* **Источник**
━━━━━━━━━━━━━━━━━━━━━━━━━━━━━━

Отзыв И. Б. Астахова гласил: «Вся теоретико-эстетическая часть не имеет никакой ценности». Труд Лосева – «продукт философской сумятицы, хаоса, неразберихи», там «ни одной верной мысли». «Эту часть работы следует просто элиминировать» (подумайте, иностранное слово!). Опираясь на презумпцию виновности Лосева, Астахов перечеркивает всю фактологию автора, все приводимые тексты, которые необходимы в работах по классической филологии. Оказывается, «надо удалить документацию», ибо приведение текстов – «труд напрасный, ненужный», ведь никому в голову не придет «проверять эти ссылки», и «удалить статистические таблицы» как «безнадежный формализм», удалить обобщения, которые только запутывают дело. А так как у Лосева нет никаких «общетеоретических основ, необходимых для философа», все это «не научный анализ, а домыслы», и достаточно сделать просто краткий терминологический словарь.[293] Теория Лосева рождена не материализмом, но «иссохшим и бесплодным, как смоковница, идеализмом». Подумать только! Знает евангельскую смоковницу!
Астахов, которому попал в руки громадный, абсолютно неведомый (в античности он – нуль) материал, действует просто.

━━━━━━━━━━━━━━━━━━━━━━━━━━━━━━

* **Исходные данные**
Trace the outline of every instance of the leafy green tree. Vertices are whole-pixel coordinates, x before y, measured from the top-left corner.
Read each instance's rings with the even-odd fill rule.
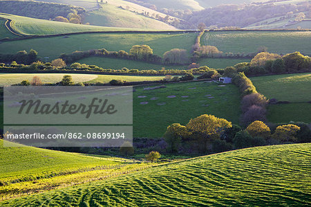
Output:
[[[149,154],[146,154],[145,157],[147,161],[155,162],[161,157],[161,154],[160,154],[159,152],[152,151]]]
[[[259,136],[268,139],[271,136],[271,131],[263,122],[255,120],[246,128],[246,131],[252,137]]]
[[[279,126],[272,134],[272,138],[282,142],[294,142],[297,140],[296,134],[300,127],[295,125],[285,125]]]
[[[134,45],[130,50],[129,55],[137,60],[148,60],[149,55],[153,54],[153,50],[148,45]]]
[[[62,86],[71,86],[74,84],[73,77],[70,75],[65,75],[63,76],[63,79],[60,82]]]
[[[189,62],[188,54],[185,49],[173,48],[163,54],[164,63],[184,64]]]
[[[233,78],[236,74],[236,70],[232,67],[227,67],[225,69],[225,71],[223,73],[224,77]]]
[[[198,141],[202,152],[206,152],[208,144],[213,139],[219,138],[226,128],[232,127],[232,123],[227,120],[207,114],[190,120],[186,125],[191,133],[191,137]]]
[[[285,62],[283,59],[279,58],[272,62],[271,66],[272,73],[279,73],[285,71]]]
[[[167,143],[167,150],[170,152],[178,152],[182,140],[187,138],[189,134],[186,127],[179,123],[173,123],[167,127],[167,132],[163,136]]]
[[[24,80],[21,82],[21,86],[29,86],[30,85],[30,82],[28,80]]]

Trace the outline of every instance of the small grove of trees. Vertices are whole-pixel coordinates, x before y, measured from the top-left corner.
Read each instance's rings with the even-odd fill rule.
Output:
[[[198,49],[200,57],[213,57],[216,55],[222,54],[216,46],[210,45],[203,45],[200,46]]]
[[[153,54],[153,50],[148,45],[134,45],[130,50],[129,55],[137,60],[148,60],[150,55]]]
[[[163,54],[165,64],[185,64],[189,62],[187,51],[180,48],[173,48]]]
[[[51,63],[55,69],[62,69],[66,66],[66,62],[61,58],[55,59]]]
[[[160,154],[159,152],[152,151],[150,152],[149,154],[146,154],[145,157],[147,161],[155,162],[161,157],[161,154]]]
[[[18,51],[15,55],[11,54],[0,54],[0,62],[16,62],[17,64],[30,64],[38,60],[38,53],[30,49],[28,53],[26,51]]]

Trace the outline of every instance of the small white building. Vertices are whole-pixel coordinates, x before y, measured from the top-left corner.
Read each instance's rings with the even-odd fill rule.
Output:
[[[219,78],[219,82],[222,83],[232,83],[232,78],[228,77]]]

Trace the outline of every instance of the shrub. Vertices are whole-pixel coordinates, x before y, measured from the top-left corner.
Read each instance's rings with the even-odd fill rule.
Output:
[[[299,71],[309,66],[310,59],[299,52],[287,54],[283,57],[285,66],[288,71]]]
[[[278,54],[269,53],[263,52],[258,53],[251,61],[252,66],[263,66],[267,60],[274,60],[280,58],[281,56]]]
[[[62,86],[71,86],[73,85],[73,77],[69,75],[65,75],[63,76],[63,79],[60,82],[60,84]]]
[[[300,127],[295,125],[285,125],[276,127],[272,138],[282,142],[294,142],[297,140],[295,137]]]
[[[242,116],[242,123],[247,125],[255,120],[265,121],[266,109],[257,105],[251,106]]]
[[[149,154],[146,154],[145,157],[147,161],[155,162],[161,157],[161,155],[160,154],[159,152],[152,151],[150,152]]]
[[[57,58],[52,61],[52,66],[54,68],[59,69],[66,67],[66,62],[61,58]]]
[[[267,98],[263,96],[258,93],[249,94],[245,96],[242,98],[241,107],[242,111],[245,112],[252,105],[257,105],[262,107],[265,107],[267,104]]]
[[[166,64],[185,64],[189,62],[188,54],[185,49],[173,48],[163,54]]]
[[[252,137],[262,137],[268,139],[271,136],[271,131],[263,122],[255,120],[246,128],[246,131]]]
[[[30,82],[28,80],[24,80],[21,82],[21,86],[29,86],[30,85]]]
[[[194,79],[194,75],[192,73],[188,73],[180,78],[181,81],[192,80]]]
[[[38,76],[34,76],[30,84],[32,86],[41,86],[42,85],[42,82],[41,81],[40,78],[39,78]]]
[[[122,86],[124,84],[124,82],[122,80],[111,80],[109,83],[112,86]]]
[[[236,73],[236,70],[234,67],[227,67],[224,71],[223,76],[233,78]]]
[[[276,59],[272,62],[271,71],[274,73],[280,73],[285,71],[285,62],[283,59]]]

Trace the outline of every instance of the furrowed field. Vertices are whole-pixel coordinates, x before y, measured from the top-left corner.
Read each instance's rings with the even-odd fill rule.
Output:
[[[205,114],[238,124],[240,95],[236,86],[220,87],[207,82],[165,86],[151,91],[135,87],[134,137],[161,137],[169,125],[185,125],[191,118]]]
[[[258,92],[268,98],[289,102],[270,105],[268,120],[273,123],[311,123],[311,74],[287,74],[255,77],[252,81]]]
[[[247,148],[154,167],[1,204],[310,206],[310,144]]]
[[[195,33],[183,33],[81,34],[2,42],[0,51],[3,53],[16,53],[21,50],[28,51],[33,48],[39,56],[49,57],[53,60],[62,53],[71,53],[75,51],[106,48],[111,51],[124,50],[129,52],[133,45],[144,44],[153,49],[154,54],[162,56],[177,46],[190,53],[195,37]]]
[[[162,68],[166,69],[187,69],[187,66],[169,66],[160,65],[141,61],[129,60],[123,59],[115,59],[103,57],[91,57],[82,59],[78,61],[82,64],[88,65],[96,65],[103,69],[121,69],[126,67],[128,69],[139,70],[160,70]]]
[[[4,141],[6,142],[6,141]],[[138,170],[148,164],[36,147],[3,147],[0,199],[87,183]]]
[[[300,51],[310,55],[310,41],[311,31],[216,31],[205,33],[201,44],[215,46],[224,53],[256,53],[258,48],[266,46],[270,53]]]

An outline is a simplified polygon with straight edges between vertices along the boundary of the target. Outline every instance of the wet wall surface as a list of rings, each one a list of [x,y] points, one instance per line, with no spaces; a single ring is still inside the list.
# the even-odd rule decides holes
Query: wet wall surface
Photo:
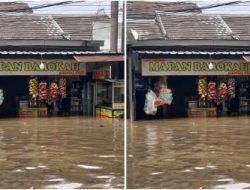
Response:
[[[128,188],[250,188],[249,117],[128,125]]]
[[[0,120],[0,188],[123,188],[123,121]]]

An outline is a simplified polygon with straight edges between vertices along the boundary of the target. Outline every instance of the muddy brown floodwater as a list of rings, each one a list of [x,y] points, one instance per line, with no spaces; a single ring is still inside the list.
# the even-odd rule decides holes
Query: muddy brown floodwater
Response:
[[[128,188],[250,188],[250,117],[128,126]]]
[[[123,121],[0,120],[0,188],[123,188]]]

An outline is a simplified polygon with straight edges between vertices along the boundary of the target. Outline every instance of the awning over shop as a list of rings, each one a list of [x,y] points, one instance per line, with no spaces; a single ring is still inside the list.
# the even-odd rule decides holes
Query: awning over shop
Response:
[[[245,59],[246,62],[250,62],[250,56],[245,55],[245,56],[242,56],[242,57],[243,57],[243,59]]]
[[[250,55],[250,51],[136,51],[150,55]],[[250,60],[250,56],[248,59]]]
[[[0,55],[107,55],[105,51],[0,51]]]
[[[115,62],[124,61],[123,55],[75,55],[75,60],[78,62]]]

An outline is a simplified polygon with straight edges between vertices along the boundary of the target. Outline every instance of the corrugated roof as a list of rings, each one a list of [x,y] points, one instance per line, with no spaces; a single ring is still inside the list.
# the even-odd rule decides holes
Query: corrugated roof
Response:
[[[109,22],[107,16],[0,14],[1,39],[91,40],[94,22]]]
[[[155,18],[155,22],[148,21],[153,27],[142,19],[128,19],[128,33],[136,31],[138,40],[155,36],[165,40],[250,40],[250,15],[159,12]]]
[[[0,12],[33,13],[29,5],[24,2],[0,2]]]
[[[127,28],[129,38],[132,29],[138,33],[139,40],[163,39],[155,19],[127,19]]]
[[[127,1],[127,18],[154,18],[155,11],[182,10],[184,12],[201,12],[199,7],[191,2]]]
[[[50,16],[35,14],[0,15],[0,39],[62,39]]]
[[[223,15],[222,18],[240,40],[250,39],[250,15]]]
[[[232,33],[218,15],[158,14],[168,39],[232,39]]]

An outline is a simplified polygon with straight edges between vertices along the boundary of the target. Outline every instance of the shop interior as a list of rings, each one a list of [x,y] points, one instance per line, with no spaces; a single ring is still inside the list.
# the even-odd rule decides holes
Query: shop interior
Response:
[[[148,89],[162,77],[136,77],[136,119],[177,117],[220,117],[250,115],[250,80],[248,76],[168,76],[170,104],[157,106],[155,115],[143,111]],[[143,98],[142,98],[143,97]]]
[[[93,78],[95,69],[105,65],[97,63],[91,64],[86,76],[0,76],[0,117],[92,117],[100,116],[96,113],[100,107],[115,110],[114,116],[122,117],[123,64],[114,64],[112,72],[120,72],[111,73],[108,79]]]

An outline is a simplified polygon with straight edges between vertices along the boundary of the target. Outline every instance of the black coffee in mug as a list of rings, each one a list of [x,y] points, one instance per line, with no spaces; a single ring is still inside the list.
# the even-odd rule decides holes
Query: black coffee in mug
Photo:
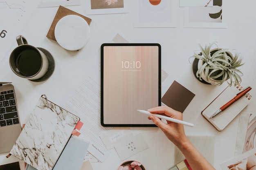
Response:
[[[34,49],[21,51],[16,61],[18,71],[25,76],[35,75],[41,69],[42,59],[40,53]]]
[[[38,80],[47,73],[48,59],[44,52],[29,44],[22,35],[16,38],[18,46],[10,55],[9,62],[12,71],[21,77],[34,81]]]

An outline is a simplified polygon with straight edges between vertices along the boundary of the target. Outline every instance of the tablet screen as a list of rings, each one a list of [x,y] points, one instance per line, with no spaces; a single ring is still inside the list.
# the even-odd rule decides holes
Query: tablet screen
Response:
[[[161,105],[161,46],[103,44],[101,46],[101,124],[153,126],[139,112]]]

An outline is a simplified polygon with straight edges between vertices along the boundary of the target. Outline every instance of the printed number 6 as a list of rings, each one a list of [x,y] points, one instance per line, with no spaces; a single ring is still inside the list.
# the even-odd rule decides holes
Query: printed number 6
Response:
[[[5,30],[3,30],[2,31],[1,33],[0,33],[0,37],[1,38],[4,38],[6,35],[6,33],[7,33],[7,31]]]

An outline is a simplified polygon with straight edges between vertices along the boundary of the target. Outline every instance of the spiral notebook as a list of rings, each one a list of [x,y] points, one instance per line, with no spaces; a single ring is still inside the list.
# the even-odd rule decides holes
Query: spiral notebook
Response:
[[[52,170],[79,119],[43,95],[10,153],[38,170]]]
[[[250,103],[252,95],[249,93],[245,94],[217,116],[211,119],[209,117],[244,88],[240,84],[227,86],[202,111],[202,115],[218,130],[223,130]]]

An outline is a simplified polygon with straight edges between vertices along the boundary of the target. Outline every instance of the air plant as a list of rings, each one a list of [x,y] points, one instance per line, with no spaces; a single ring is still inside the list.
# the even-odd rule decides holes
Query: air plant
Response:
[[[217,48],[211,49],[213,44]],[[200,80],[202,78],[207,82],[213,81],[216,83],[214,85],[218,85],[227,81],[230,86],[233,83],[236,85],[241,82],[240,76],[243,74],[238,68],[244,63],[242,63],[243,59],[239,53],[236,53],[233,55],[228,49],[219,49],[216,43],[207,44],[204,49],[200,44],[200,47],[201,53],[195,52],[189,57],[202,61],[202,65],[195,73]]]

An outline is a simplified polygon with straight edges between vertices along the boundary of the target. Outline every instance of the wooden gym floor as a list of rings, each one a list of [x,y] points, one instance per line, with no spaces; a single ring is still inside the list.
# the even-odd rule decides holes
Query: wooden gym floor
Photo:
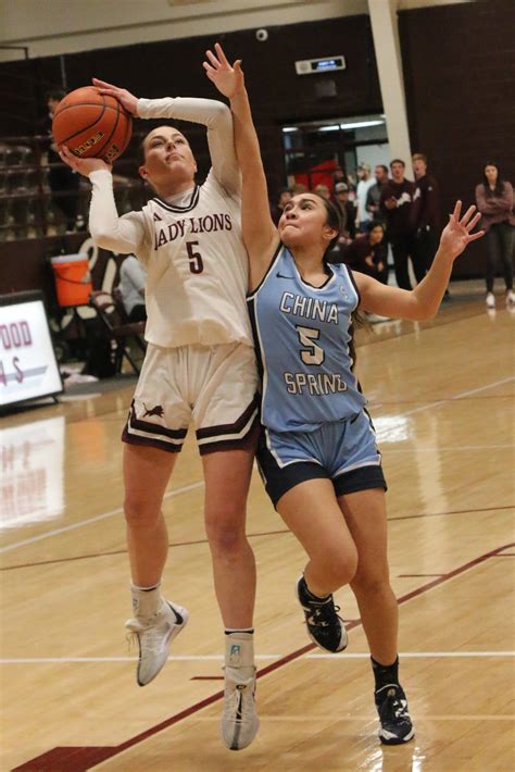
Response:
[[[501,298],[499,299],[501,301]],[[120,433],[131,387],[1,421],[2,770],[225,772],[508,770],[513,757],[515,314],[454,298],[428,324],[361,332],[357,372],[389,482],[401,676],[416,737],[384,748],[353,596],[350,645],[306,637],[304,556],[254,474],[248,533],[261,730],[218,738],[222,628],[189,438],[165,500],[167,597],[190,611],[160,676],[136,685],[121,512]]]

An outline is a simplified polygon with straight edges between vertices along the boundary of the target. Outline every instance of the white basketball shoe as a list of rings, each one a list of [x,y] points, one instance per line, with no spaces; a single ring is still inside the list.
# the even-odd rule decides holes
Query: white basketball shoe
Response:
[[[140,686],[149,684],[162,670],[172,640],[186,627],[188,619],[181,606],[163,600],[158,613],[127,620],[125,628],[136,636],[139,645],[136,680]]]
[[[225,669],[222,739],[230,750],[247,748],[260,729],[255,710],[255,674],[242,677],[238,668]]]
[[[226,636],[222,739],[230,750],[247,748],[260,727],[255,708],[254,642],[248,633]]]

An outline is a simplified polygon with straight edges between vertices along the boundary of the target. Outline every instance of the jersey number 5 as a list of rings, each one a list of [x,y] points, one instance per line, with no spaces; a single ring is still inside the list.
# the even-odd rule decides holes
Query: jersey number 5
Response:
[[[313,343],[321,337],[321,331],[313,327],[300,327],[296,325],[299,340],[305,348],[301,349],[301,359],[304,364],[322,364],[326,354],[318,344]]]
[[[204,264],[202,262],[202,256],[200,252],[196,252],[193,247],[198,247],[198,241],[186,241],[186,249],[188,250],[189,270],[191,273],[202,273],[204,270]]]

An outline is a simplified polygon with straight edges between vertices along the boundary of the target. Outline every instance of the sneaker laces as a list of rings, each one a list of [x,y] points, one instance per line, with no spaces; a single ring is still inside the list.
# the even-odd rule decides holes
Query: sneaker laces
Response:
[[[393,717],[401,720],[410,720],[410,713],[407,711],[407,700],[405,697],[399,695],[398,689],[393,687],[389,688],[387,692],[387,697],[382,705],[381,714],[385,718]]]
[[[234,719],[237,723],[244,724],[247,721],[253,721],[254,719],[252,682],[253,678],[247,684],[237,684],[234,692],[231,690],[226,695],[224,712],[227,718]],[[249,688],[250,694],[248,694]],[[246,699],[246,697],[248,697],[248,699]]]
[[[309,601],[310,618],[309,623],[314,627],[328,627],[337,617],[343,624],[341,617],[338,617],[339,606],[335,606],[332,596],[325,603],[317,603],[316,601]]]
[[[158,617],[159,613],[154,614],[154,617],[149,617],[145,620],[127,620],[127,622],[125,623],[125,628],[127,631],[125,639],[129,645],[129,649],[133,646],[136,646],[136,644],[139,644],[139,634],[146,633],[146,648],[148,647],[154,653],[158,653],[160,651],[161,642],[163,639],[163,632],[161,630],[158,630],[156,625],[154,624],[158,621]]]

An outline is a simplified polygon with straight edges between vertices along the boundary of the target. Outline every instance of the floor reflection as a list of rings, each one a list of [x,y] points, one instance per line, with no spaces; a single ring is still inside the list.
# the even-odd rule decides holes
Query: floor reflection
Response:
[[[0,528],[32,525],[63,512],[64,416],[0,429]]]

━━━━━━━━━━━━━━━━━━━━━━━━━━━━━━

* **Задания**
1. Что именно, согласно тексту об отзыве на труд Лосева, Астахов предлагает «удалить» (этим словом) из работы? Перечислите всё.
2. Продолжите текст об отзыве на труд Лосева с того места, где он заканчивается.

* **Ответы к заданиям**
1.
- Документацию
- Статистические таблицы
- Обобщения

2.
Терминологии самого Астахова можно посвятить целую работу, настолько эта терминология типична для него и для того времени. «Чистейший идеализм», «старые басни буржуазно-идеалистической науки», «непонимание сущности древней демократии», «беспочвенный характер», «гегелевская триада», «Лосев не знает, как стиль гомеровских поэм великолепно охарактеризован Белинским, Гоголем и мн. др.», «идеализм причесан под материализм» (это о телесности идей у Платона). «Целая пропасть отделяет эстетику Лосева от марксизма», «не совпадает с марксизмом», «чудовищное извращение, ничего общего с марксизмом не имеющее», «карикатура на марксизм» (а это почуял здорово и правильно, но тогда – смертельно опасно!).
Критик зашел так далеко, что, опровергая решительно все в работах Лосева, превратил свой отзыв в какой-то чудовищный гротеск. Оказалось, что Лосев «пользуется ненаучной терминологией», в работах его «все неверно от начала до конца», «все рождено фантазией», автор не освоил того, «что достигнуто современной наукой» (Астахов, видимо, по-настоящему оценивает себя корифеем антиковедения. А это уже глупость, бросающаяся в глаза. Надо ведь знать меру даже в подлости). Критик поражен такими словами, как «трагический бурлеск», «авантюрная сказка» и т. д. И вообще «вся теоретико-эстетическая часть не имеет никакой ценности», все это «не научный анализ, а домыслы», при этом домыслы потаенные, «как по мысли, так и по стилю».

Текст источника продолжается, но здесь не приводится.